_Work to do_
(1) Write down the part of the passage on travel costs in Spain from "Why Spain Is—and" to "and travel mindfully.", copying it word for word.
(2) In the passage on travel costs in Spain, which large Spanish cities are said to have overpriced hotels?
(3) Extend the passage on travel costs in Spain, starting after its final sentence.

_Reading passage_
----------------

On one hand, Spain is an objectively expensive place to travel—and this makes perfect sense. It’s one of the most-visited countries in the world, with cities like Barcelona and Madrid packed to the gills with tourists throughout the year. Of course big-ticket items like hotels are expensive!
On the other hand, certain aspects of traveling in Spain are pretty affordable, namely the tapas style of dining a well as many local souvenirs. This is especially pronounced in the early 2020s, with the euro at its lowest level ever compared to the US dollar.
Over the next few paragraphs, I’ll delve deeper into the topic of travel costs in Spain. I may not give you the answer you’re looking for, but I will make sure you’re able to set realistic expectations before your flight depart.
Why Spain Is—and Isn’t—Cheap
The question “is Spain expensive?” is misleading, in a way. After all, the dollar (or, in this case, euro) amount you to pay to travel somewhere is only one part of the discussion. What many travelers are really getting at is whether a destination is a good value. For Spain, this further complicates some things: Certain aspects of travel in Spain present an unbelievable value; others a total ripoff.
Most notably, I find that hotels in large Spanish cities like Barcelona, Madrid and Malaga tend to be very overpriced, particularly considering what you get for the amount of money you pay. On the other hand, dining and drinking in Spain tends to be pretty affordable, as does shopping for souvenirs and even name-branded goods. You won’t have to engage in gold trading in order to afford a trip to Spain, although you should plan and travel mindfully.

----------------

(Point labeling dataset excerpts)
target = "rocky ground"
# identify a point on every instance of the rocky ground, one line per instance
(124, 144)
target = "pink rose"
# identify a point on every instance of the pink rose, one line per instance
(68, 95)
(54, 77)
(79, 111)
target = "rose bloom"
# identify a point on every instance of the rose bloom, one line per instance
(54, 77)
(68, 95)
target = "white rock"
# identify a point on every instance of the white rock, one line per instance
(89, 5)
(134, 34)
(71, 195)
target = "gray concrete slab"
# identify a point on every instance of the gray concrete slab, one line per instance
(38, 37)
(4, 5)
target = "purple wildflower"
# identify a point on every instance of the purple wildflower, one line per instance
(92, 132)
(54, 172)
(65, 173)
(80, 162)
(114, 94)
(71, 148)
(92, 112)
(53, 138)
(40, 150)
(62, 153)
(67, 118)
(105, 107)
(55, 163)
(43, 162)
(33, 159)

----------------

_In response_
(1)
Why Spain Is—and Isn’t—Cheap
The question “is Spain expensive?” is misleading, in a way. After all, the dollar (or, in this case, euro) amount you to pay to travel somewhere is only one part of the discussion. What many travelers are really getting at is whether a destination is a good value. For Spain, this further complicates some things: Certain aspects of travel in Spain present an unbelievable value; others a total ripoff.
Most notably, I find that hotels in large Spanish cities like Barcelona, Madrid and Malaga tend to be very overpriced, particularly considering what you get for the amount of money you pay. On the other hand, dining and drinking in Spain tends to be pretty affordable, as does shopping for souvenirs and even name-branded goods. You won’t have to engage in gold trading in order to afford a trip to Spain, although you should plan and travel mindfully.

(2) Barcelona, Madrid and Malaga.

(3)
Breaking Down the Cost of Travel in Spain
Spain isn’t the most expensive place in Europe to get a hotel, but it also definitely isn’t the cheapest. According to Kayak, the average price per night for a hotel in Madrid is €109, while it’s about €136 for Barcelona. Airbnbs might be cheaper, particularly for large groups, but this definitely isn’t guaranteed. Overall, hotels will probably be one of your biggest travel expenditures in Spain.
If you argue that Spain is expensive, you’re likely not talking about most public transport. Subways and buses within cities are extremely cheap, as are local trains and long-distance buses. High-speed AVE and AVANT trains can be somewhat expensive, with one-way segments sometimes costing upwards of €50-100, but you also need to put this in context. They get you from city center to city center, unlike comparatively priced flights.
Tapas and sangria (and other food/drink)
The good news? The tapas style of dining is the cheapest way to eat your way through Spain. Individual tapas plates often cost only a few euro, and you sometimes get a free one if you purchase sangria or another drink. The bad news? Other sorts of meals (namely steaks served in asador establishments) can be extremely expensive, to say nothing of generally inconvenient opening hours.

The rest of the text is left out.